▶ **Dataset records**
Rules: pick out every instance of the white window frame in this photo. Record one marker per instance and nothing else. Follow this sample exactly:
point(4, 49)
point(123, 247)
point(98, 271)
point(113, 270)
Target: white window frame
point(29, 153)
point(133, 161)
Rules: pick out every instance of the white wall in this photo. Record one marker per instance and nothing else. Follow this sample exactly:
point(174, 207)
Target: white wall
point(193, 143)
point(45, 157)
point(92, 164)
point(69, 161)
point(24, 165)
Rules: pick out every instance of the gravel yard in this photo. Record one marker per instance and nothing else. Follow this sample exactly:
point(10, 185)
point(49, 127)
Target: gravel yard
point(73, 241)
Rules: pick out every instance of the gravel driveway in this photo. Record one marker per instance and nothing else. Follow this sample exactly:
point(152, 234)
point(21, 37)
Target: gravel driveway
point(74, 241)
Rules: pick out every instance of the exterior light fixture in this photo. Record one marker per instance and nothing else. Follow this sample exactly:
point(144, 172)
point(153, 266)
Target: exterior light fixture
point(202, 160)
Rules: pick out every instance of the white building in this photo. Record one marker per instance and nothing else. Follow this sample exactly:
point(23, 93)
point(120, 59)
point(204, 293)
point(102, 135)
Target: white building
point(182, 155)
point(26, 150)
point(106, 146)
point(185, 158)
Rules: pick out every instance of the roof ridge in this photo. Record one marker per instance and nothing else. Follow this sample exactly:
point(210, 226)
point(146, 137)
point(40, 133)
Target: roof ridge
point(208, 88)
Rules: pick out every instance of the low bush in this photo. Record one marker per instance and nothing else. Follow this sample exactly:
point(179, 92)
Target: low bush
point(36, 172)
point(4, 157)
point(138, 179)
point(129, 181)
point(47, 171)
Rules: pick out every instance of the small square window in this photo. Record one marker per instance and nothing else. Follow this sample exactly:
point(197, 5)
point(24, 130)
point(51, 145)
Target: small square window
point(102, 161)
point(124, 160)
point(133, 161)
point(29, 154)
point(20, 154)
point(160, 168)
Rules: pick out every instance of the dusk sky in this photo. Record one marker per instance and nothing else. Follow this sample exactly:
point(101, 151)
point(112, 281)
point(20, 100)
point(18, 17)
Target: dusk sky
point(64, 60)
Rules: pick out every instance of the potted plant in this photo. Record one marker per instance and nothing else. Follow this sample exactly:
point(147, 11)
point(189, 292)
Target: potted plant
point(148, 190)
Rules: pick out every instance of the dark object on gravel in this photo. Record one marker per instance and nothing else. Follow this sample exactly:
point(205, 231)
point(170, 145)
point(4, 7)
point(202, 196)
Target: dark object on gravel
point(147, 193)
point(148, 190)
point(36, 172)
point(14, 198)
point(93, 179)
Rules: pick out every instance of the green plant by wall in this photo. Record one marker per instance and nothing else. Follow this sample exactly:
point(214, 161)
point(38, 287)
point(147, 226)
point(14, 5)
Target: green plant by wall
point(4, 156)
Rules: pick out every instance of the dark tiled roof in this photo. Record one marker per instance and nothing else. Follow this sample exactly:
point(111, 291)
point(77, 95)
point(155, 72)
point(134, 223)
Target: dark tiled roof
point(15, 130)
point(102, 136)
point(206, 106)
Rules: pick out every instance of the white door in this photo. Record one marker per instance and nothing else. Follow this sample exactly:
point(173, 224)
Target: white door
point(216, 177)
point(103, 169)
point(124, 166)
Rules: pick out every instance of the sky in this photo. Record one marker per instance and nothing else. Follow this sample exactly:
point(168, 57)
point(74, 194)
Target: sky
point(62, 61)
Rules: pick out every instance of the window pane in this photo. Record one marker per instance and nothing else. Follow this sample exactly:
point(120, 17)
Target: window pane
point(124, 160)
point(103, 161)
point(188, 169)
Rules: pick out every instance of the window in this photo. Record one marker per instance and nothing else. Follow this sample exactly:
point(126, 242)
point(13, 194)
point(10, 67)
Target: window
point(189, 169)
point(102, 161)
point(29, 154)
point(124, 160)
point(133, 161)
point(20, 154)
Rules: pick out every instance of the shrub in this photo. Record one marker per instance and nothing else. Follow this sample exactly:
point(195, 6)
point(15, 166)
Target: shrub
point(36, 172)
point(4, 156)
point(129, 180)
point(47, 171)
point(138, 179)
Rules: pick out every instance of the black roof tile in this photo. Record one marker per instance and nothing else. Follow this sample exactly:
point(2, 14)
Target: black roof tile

▶ **What you are asked to do**
Taking the material above, extract exactly and only the lines from the line with "Target: dusk sky" to the line with "point(74, 194)", inclusive of both.

▶ **Task answer**
Target: dusk sky
point(64, 60)
Rules: pick out every instance of the potted plant in this photo. Record one marker per instance and nothing else. Follow this sample exactly:
point(147, 11)
point(189, 292)
Target: potted plant
point(148, 190)
Rules: pick out every instance of the dark object on gravel in this photo. Record one marker per instance and nothing else. Follow this sample exactly:
point(205, 231)
point(170, 145)
point(4, 7)
point(202, 196)
Target: dark object on gravel
point(147, 193)
point(148, 190)
point(36, 172)
point(14, 198)
point(93, 179)
Rules: pick out every instance of the green plant by wall in this photo. Record one marker per instance and nothing else. Follow this sample exactly:
point(214, 161)
point(38, 287)
point(147, 226)
point(14, 5)
Target: green plant by wall
point(4, 156)
Rules: pick out every instance of the dark tiled roof in this photo. Record one marker per instance and nothing else. Follow this sample exactly:
point(111, 291)
point(77, 95)
point(155, 72)
point(134, 223)
Target: dark tiled roof
point(15, 130)
point(102, 136)
point(206, 106)
Rules: pick out every instance of the white door in this photo. Record one marker per instance and nothing else. Follow this sample exactly:
point(173, 224)
Target: white door
point(216, 177)
point(103, 169)
point(124, 166)
Rules: pick out every instance of the sky in this photo. Record one marker per instance and nothing else. Follow this sample exactly:
point(168, 57)
point(74, 194)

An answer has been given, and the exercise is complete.